#### [Task]
Select and copy each line of the items below that contains the string "counter". Case counts.

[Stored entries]

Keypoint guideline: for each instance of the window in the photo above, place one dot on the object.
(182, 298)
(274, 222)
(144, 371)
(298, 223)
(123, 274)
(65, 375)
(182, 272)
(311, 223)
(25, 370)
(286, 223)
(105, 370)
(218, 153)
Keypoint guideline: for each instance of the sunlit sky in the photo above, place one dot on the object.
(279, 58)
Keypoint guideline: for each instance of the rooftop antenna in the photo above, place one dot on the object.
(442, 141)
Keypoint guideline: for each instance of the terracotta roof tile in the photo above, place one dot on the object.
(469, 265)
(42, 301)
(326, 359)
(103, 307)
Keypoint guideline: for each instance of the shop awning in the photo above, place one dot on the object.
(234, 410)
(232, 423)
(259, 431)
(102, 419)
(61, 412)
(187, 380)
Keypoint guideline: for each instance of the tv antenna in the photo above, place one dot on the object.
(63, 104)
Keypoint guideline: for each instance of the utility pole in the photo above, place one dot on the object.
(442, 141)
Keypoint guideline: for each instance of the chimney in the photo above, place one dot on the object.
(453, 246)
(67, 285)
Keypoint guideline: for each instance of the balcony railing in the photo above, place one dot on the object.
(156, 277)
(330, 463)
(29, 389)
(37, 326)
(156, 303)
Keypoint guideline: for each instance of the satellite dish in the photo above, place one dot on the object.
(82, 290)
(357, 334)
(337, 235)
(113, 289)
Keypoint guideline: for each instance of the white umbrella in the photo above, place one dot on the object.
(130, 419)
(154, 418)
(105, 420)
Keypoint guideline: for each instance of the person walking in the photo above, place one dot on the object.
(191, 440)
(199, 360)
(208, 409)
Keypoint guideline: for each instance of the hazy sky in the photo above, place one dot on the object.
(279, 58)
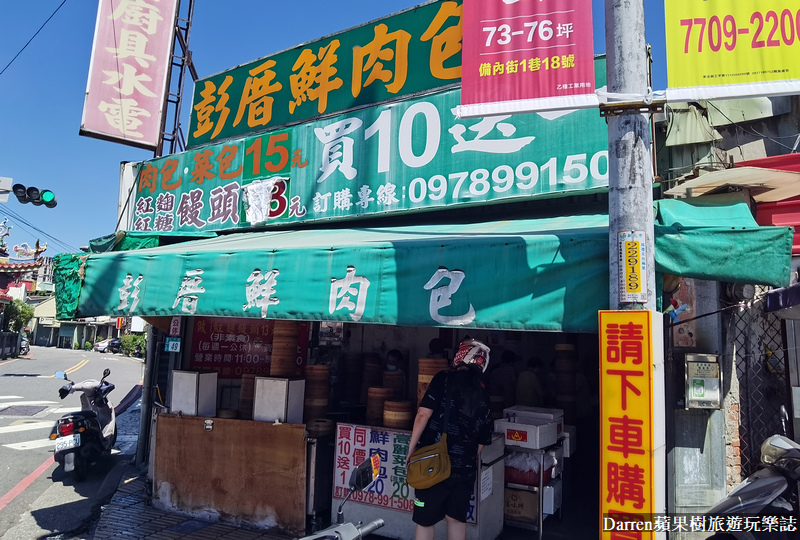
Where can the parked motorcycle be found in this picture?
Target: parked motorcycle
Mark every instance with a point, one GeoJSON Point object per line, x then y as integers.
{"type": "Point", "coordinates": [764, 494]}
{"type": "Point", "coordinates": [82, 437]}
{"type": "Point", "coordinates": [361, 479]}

* * *

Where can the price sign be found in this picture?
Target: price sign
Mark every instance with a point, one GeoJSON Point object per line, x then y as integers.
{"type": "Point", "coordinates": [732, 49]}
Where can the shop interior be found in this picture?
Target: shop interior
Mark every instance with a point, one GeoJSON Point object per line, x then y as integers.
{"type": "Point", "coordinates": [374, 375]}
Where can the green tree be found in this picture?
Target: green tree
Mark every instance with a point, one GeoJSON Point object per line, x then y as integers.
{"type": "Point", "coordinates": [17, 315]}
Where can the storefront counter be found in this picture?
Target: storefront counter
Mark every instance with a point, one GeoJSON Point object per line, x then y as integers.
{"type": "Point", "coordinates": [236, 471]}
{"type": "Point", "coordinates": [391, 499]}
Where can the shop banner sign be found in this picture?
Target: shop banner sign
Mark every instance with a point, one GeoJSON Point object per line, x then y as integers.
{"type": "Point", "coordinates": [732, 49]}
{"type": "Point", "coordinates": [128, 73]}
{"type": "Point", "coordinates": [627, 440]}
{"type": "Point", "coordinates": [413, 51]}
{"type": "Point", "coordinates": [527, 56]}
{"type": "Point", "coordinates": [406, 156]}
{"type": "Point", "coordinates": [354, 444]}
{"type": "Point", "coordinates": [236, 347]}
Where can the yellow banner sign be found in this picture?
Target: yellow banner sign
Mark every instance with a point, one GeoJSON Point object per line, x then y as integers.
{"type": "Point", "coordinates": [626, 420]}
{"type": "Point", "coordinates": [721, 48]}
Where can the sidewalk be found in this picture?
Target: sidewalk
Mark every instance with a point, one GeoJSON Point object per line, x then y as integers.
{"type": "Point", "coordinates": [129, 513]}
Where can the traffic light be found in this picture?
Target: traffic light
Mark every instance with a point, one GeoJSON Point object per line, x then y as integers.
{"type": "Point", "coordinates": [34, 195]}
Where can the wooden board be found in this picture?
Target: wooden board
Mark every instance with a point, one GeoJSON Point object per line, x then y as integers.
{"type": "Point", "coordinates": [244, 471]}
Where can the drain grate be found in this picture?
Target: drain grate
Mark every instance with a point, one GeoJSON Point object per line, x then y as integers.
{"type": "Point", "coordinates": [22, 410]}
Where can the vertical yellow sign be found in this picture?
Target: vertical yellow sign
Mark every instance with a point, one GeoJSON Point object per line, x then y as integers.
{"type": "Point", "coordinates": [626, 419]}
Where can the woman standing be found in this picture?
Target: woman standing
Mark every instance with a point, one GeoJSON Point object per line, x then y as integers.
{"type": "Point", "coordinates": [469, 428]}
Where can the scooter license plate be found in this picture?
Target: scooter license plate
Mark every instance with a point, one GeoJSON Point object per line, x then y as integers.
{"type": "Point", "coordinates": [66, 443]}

...

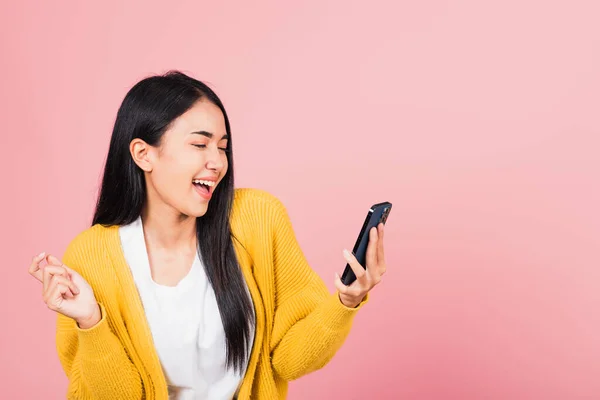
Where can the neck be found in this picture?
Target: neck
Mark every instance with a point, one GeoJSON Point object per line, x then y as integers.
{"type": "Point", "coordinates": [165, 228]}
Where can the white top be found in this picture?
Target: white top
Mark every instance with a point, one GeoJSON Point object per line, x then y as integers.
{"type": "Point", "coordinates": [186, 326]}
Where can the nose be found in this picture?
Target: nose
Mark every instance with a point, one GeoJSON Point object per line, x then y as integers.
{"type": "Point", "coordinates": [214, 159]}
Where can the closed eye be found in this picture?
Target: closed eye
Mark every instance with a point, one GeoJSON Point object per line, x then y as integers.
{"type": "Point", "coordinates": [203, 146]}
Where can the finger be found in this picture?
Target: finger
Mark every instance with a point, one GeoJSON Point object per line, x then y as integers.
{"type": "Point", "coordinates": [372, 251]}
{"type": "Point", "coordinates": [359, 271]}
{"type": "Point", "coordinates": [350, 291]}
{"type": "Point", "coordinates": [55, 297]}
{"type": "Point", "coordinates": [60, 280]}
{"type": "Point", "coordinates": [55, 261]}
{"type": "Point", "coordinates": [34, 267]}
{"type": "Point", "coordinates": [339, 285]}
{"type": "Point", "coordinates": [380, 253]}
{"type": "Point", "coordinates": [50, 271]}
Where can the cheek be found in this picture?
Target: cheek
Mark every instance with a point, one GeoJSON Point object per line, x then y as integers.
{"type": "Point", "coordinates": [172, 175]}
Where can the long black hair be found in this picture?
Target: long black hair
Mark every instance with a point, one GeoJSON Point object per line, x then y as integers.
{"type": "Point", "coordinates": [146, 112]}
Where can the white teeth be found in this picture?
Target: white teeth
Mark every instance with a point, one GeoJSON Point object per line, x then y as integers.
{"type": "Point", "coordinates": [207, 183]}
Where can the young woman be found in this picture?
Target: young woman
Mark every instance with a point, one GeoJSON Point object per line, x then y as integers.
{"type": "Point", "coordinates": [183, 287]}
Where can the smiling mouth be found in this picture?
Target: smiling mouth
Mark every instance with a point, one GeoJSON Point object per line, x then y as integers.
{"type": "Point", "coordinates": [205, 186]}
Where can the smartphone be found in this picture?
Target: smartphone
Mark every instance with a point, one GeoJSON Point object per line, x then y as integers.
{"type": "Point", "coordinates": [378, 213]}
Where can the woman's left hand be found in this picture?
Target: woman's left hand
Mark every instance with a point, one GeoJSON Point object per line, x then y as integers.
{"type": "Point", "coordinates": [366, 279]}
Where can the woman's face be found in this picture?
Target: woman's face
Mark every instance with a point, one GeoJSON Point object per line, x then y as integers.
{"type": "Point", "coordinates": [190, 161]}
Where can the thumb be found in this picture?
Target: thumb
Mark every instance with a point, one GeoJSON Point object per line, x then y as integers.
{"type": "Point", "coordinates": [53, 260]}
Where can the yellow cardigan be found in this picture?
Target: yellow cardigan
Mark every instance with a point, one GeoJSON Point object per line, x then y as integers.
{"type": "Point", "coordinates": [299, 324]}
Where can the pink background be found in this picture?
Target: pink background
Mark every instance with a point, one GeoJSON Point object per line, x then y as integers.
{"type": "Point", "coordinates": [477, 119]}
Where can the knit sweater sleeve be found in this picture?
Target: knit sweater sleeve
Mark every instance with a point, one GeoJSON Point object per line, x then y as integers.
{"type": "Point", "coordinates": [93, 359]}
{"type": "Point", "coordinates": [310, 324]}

#### [Solution for this task]
Where can the storefront counter be found in this picture?
Target: storefront counter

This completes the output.